[Pointing dataset records]
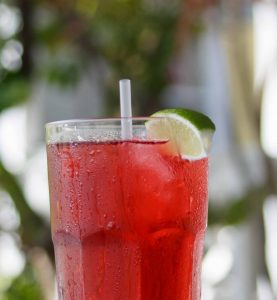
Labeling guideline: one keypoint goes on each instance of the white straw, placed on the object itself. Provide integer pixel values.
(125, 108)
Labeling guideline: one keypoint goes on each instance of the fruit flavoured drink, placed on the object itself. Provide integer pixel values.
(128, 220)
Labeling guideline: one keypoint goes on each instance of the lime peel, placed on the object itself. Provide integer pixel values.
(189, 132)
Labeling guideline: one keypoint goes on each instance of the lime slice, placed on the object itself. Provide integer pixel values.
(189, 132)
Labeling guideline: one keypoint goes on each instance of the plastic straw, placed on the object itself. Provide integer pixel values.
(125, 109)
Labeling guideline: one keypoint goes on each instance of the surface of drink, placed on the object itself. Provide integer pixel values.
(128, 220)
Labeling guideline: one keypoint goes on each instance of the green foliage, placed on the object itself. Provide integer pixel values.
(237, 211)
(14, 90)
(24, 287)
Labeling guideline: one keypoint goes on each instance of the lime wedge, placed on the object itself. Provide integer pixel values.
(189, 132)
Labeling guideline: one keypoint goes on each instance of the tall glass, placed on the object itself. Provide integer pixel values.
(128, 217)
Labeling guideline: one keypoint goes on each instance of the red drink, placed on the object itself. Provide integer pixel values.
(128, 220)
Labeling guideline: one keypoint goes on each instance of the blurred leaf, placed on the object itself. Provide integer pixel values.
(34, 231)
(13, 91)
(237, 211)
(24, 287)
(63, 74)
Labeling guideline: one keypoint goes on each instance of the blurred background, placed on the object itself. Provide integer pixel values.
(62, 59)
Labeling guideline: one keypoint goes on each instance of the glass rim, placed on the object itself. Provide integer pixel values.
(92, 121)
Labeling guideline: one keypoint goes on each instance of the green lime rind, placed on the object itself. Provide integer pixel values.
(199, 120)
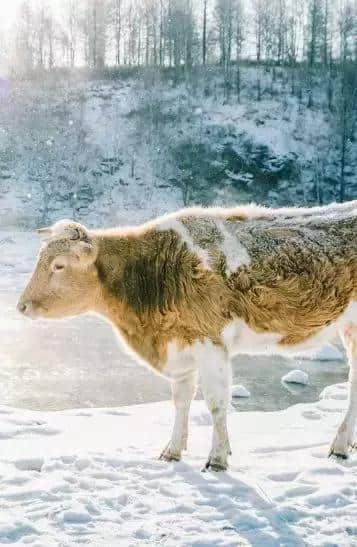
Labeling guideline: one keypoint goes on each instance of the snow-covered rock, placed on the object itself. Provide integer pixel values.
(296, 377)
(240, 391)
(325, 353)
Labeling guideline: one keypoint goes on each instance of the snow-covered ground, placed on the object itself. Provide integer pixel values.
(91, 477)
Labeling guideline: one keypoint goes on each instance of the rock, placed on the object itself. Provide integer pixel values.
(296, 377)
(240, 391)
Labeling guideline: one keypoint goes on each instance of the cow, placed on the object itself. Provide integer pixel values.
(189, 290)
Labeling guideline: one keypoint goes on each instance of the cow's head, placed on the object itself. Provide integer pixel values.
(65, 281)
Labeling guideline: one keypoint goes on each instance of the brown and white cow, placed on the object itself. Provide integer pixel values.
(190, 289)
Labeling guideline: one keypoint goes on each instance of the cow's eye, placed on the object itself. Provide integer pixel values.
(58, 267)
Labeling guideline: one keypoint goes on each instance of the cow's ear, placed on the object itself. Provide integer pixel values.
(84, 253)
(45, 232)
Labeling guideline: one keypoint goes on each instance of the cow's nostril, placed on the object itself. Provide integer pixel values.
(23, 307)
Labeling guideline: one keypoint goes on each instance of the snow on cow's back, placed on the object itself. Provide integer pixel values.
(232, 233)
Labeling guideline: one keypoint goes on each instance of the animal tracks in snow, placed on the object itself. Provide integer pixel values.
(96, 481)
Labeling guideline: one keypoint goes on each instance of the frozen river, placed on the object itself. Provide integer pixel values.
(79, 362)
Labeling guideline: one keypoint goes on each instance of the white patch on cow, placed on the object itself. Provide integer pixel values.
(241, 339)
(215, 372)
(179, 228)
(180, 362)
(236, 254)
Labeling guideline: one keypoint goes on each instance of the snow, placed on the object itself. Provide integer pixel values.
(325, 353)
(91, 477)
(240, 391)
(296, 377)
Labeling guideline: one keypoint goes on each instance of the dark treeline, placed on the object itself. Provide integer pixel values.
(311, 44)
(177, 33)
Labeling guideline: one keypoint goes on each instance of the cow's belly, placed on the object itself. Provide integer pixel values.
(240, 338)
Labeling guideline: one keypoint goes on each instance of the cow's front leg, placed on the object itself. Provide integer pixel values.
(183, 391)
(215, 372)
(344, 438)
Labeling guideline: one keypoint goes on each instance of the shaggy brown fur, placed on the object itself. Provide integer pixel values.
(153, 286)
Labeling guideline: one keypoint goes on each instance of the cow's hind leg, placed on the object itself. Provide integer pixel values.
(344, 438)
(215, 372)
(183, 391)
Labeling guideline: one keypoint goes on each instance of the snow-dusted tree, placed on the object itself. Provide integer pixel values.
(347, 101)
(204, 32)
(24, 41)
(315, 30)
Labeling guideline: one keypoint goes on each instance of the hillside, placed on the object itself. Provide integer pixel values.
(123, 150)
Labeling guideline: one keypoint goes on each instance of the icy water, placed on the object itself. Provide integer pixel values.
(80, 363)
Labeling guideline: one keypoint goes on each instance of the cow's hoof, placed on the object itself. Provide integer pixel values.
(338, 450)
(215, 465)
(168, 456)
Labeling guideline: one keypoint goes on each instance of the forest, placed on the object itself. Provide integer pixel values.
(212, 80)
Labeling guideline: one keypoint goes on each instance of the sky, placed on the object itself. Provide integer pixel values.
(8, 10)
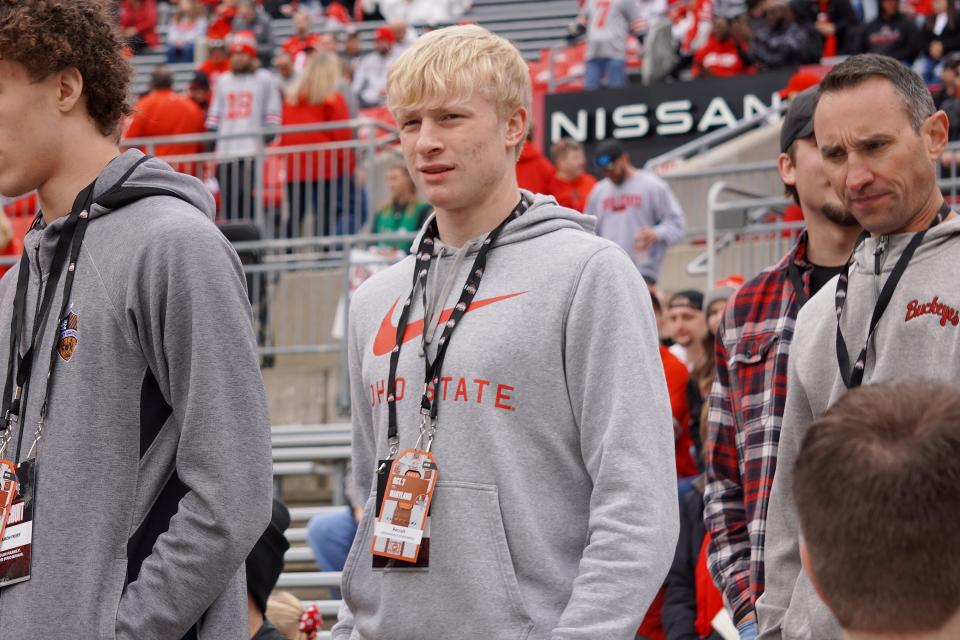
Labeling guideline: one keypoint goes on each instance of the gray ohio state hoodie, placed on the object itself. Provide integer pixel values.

▶ **Aim**
Copy out all of the records above word for word, omitting the pictures.

▶ **Full response**
Labeling guideline: one keypoint goes on each instance of the white straw, placed on the object itself. Provide integer pixel values.
(125, 108)
Labeling guideline: one keypoint goes on each instance of the fruit flavoured drink, placed on the object itself. Provide integer pixel values.
(128, 220)
Labeling guideline: one keypoint goes on each instance of the lime peel, placed on the object itself. Provide integer pixel values.
(189, 132)
Labeling guideline: one keypoint goes on each instance of the lime slice, placed on the object itself. Provide integer pixel values.
(189, 132)
Labeling guideline: one keypoint goes on each instance of the plastic straw, placed on the object itself. Provide integer pixel values.
(125, 109)
Labeling guideline: one keypoint goes on each instance of the surface of drink, placed on the object itself. Provide integer pixel values.
(128, 220)
Labeling guideline: one keypoint goes on each instance of the green foliage, placed on the object itself. Provide integer pixel values.
(237, 211)
(14, 90)
(24, 287)
Labeling guideline: one keypoint goes on each instance of the lime wedge, placed on the object itself. Provide integer pixel values.
(189, 132)
Labeling guideline: one keypoint goes on each instance of the tall glass, placed on the object itself. Provide integer pixel values.
(128, 217)
Labeling guideline: one keypoint goes on each instance of the red drink, placed on the object itself. Provide integer pixel values.
(128, 220)
Labeling guideline: one keypoint goes on each instance of the blurred leaf, placed on the object itself. Provide integer pixel values.
(34, 231)
(13, 91)
(237, 211)
(24, 287)
(63, 74)
Labeling guideline: one keypoint goes on each instance of the blurred background, placed on the object itself. Provide integer pixel values.
(62, 59)
Labeling guideline: one keypoint goes on each instance of the glass rim, placed on the object itself. Provide integer pixel values.
(92, 121)
Labeling guideline: one keypoint goes on each instance of the green lime rind, placed on the object itself. Provide integer pixel values.
(199, 120)
Labeling guideline: one keypoint goes on each instance of the snow-covered rock, placed on the object itself. Provide integer pixel values.
(296, 377)
(240, 391)
(325, 353)
Labeling guideline: one keypoint goes on each instance of the snow-covered ground, placed on the object itself. Provide integer pixel values.
(91, 477)
Labeling guideline: one keypoint goes on each instance of the rock, placed on the object itself. Provide integer pixel values.
(296, 377)
(240, 391)
Labeling guideline: one keypoint goes on each instance of the cow, placed on the object itself. Provide integer pixel values.
(189, 290)
Labeling guideline: one keypoint goes on each instance of the cow's head, placed on the object itself. Provide integer pixel values.
(65, 281)
Labeling guideline: one keypoint goes on each instance of the brown and white cow, placed on the object itself. Provide integer pixel values.
(190, 289)
Labeling guideline: one keypoint goes on each instance of the cow's eye, placed on the object itself. Provide integer pixel values.
(58, 267)
Labeling guideline: one keypoint goes on each instance of the cow's ear, placed on the object itself. Provide integer pixel values.
(84, 253)
(45, 232)
Labeling guideline: one keypoint goes on each instance of the cow's nostril, placed on the object itself. Provide integer pixel values.
(23, 307)
Labeling guideline: one keypoint goes on each instance of the snow on cow's back, placed on the object itself. Provide integer pixel values.
(232, 233)
Labeling guideline: one keypoint goes on each instance of the animal tracks in snow, placed on the object itself. Provide integer pixel values.
(96, 481)
Labeling guideline: one keypoint goes on each instance of the frozen river, placed on the object itself. Provide integer pixel values.
(79, 362)
Labeling guideline: one keypoint goes on each instance of the white patch on cow, placed on the object itself. Provide integer pixel values.
(241, 339)
(215, 372)
(179, 228)
(180, 362)
(236, 254)
Labeling guideline: one keypoint goes on each instance of the snow, placed on the object itself. Provide integer pixel values.
(325, 353)
(91, 477)
(240, 391)
(296, 377)
Labeling guideline: one keypoint goes on each instance of the dark treeline, placed on the object itself. Provide integer pixel values.
(311, 44)
(177, 33)
Labeling guideline: one keypoint goes on each instance of the cow's belly, placed on the object itself. Provide integer pixel values.
(240, 338)
Labeling guideline: one keypoint goes on each instance of the cow's front leg, placed on the object itself. Provide integer pixel values.
(183, 391)
(215, 372)
(344, 438)
Labeling guideline: one keypoint goes on each instance of the shaggy brown fur, placed on the object itself. Provide integer pixel values.
(153, 286)
Labeling guideline: one keypoint goes on each instance of the cow's hind leg, placed on the object itself. Provide integer pixel values.
(344, 438)
(215, 372)
(183, 391)
Labeling guideline: one keypoint goes on each instance of the snow-dusted tree, placed on the object itself. Provide integer pixel values.
(347, 101)
(204, 32)
(24, 41)
(315, 30)
Labeling guideline: one keypoint goes on each instance of the hillside, placed on the object itself. Provide integer pixel values.
(123, 150)
Labeling guideline: one keypoint goes on each instance of the icy water, placed on the object itself. Provide integer pixel values.
(80, 363)
Labeling guideline: one keypoint goes on each instance of the cow's hoof, placed on the object itself. Provide integer pixel values.
(338, 450)
(215, 465)
(168, 456)
Labeling guideline: one keypoint goes on each instance of the forest, placed on the object itself. Provide integer pixel values.
(212, 80)
Labeling guideline: one keypoint goes on each instance of the sky, placed on the object itself. Provide integer pixel values.
(8, 10)
Labeling guideline: one keypoint goes on each instance of the gray ohio state hoodie, placed on the object itself. Provide integer pixel values.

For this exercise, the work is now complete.